▶ _Records for the task_
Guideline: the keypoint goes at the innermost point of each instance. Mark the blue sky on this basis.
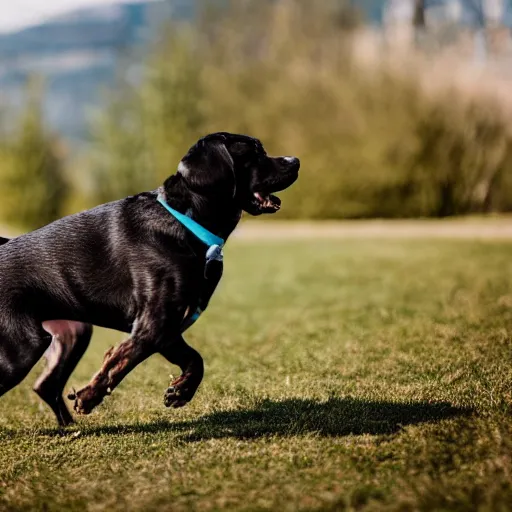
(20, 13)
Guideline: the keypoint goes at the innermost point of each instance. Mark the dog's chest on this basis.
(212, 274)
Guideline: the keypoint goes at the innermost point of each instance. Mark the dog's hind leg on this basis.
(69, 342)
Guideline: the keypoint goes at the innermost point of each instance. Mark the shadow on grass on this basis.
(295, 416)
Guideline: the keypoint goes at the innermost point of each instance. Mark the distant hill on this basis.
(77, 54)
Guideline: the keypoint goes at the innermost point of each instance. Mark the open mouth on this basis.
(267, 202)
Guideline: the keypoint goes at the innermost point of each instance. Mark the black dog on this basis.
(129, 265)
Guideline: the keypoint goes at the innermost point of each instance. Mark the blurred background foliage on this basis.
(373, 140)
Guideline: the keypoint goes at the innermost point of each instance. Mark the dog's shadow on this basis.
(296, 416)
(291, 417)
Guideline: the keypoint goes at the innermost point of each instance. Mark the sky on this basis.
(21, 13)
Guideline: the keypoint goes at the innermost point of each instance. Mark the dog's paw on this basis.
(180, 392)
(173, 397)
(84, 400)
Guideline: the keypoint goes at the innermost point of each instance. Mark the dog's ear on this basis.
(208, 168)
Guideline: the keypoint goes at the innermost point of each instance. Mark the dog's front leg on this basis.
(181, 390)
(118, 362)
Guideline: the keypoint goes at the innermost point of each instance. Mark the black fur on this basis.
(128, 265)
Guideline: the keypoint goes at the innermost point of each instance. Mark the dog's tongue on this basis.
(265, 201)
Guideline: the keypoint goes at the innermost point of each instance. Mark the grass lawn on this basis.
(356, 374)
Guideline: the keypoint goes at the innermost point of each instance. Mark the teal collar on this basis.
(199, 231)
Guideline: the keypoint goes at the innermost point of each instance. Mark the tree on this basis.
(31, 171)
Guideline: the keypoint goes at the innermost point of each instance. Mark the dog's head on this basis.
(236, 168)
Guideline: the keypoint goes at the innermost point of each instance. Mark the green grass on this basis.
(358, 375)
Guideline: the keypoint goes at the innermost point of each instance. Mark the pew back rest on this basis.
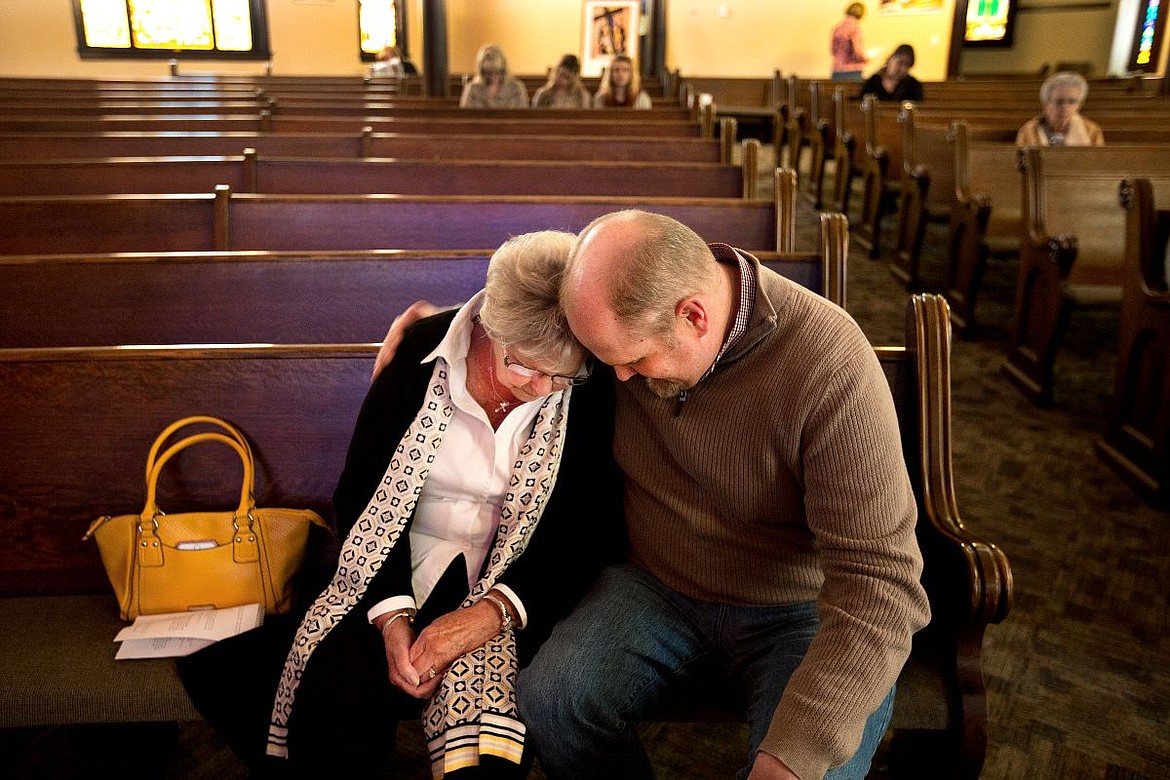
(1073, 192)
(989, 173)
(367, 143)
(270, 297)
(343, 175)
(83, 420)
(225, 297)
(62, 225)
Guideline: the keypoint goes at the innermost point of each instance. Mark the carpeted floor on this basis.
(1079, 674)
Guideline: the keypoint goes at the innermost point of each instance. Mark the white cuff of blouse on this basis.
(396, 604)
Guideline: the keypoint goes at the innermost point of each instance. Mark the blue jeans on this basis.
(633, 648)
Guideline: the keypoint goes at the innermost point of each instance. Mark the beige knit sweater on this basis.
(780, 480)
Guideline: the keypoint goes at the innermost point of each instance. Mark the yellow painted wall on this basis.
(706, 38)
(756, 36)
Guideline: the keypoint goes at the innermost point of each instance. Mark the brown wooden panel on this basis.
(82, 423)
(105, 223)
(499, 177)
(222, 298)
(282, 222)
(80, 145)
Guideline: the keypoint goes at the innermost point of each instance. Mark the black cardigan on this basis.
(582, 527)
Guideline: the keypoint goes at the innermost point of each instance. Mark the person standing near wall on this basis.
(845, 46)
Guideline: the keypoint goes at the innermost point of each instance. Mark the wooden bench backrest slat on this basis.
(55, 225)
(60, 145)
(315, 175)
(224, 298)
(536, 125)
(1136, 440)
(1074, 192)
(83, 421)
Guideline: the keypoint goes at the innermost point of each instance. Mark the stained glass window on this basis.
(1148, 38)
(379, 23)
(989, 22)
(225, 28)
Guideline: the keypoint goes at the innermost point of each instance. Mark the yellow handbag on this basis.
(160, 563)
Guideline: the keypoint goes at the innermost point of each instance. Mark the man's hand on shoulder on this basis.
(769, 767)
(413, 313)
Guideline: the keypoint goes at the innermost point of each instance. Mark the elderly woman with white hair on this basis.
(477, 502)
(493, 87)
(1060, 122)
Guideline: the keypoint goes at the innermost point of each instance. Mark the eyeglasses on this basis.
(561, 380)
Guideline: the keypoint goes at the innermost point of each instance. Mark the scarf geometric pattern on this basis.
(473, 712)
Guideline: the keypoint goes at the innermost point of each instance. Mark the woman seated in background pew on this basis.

▶ _Goal_
Recast the rows as a numbered list, from the line containing "pattern on this basis." through the last line of the rows, including both ends and leaving out any blank lines.

▶ _Exercise result_
1. Guideline: the keypoint goes at the innermost point of each instance. Mark the scarf geometric pattern on this basis.
2. (473, 712)
3. Guideline: the keypoint goes at the innermost point of each instance. Mark the woman seated in background pew on this basis.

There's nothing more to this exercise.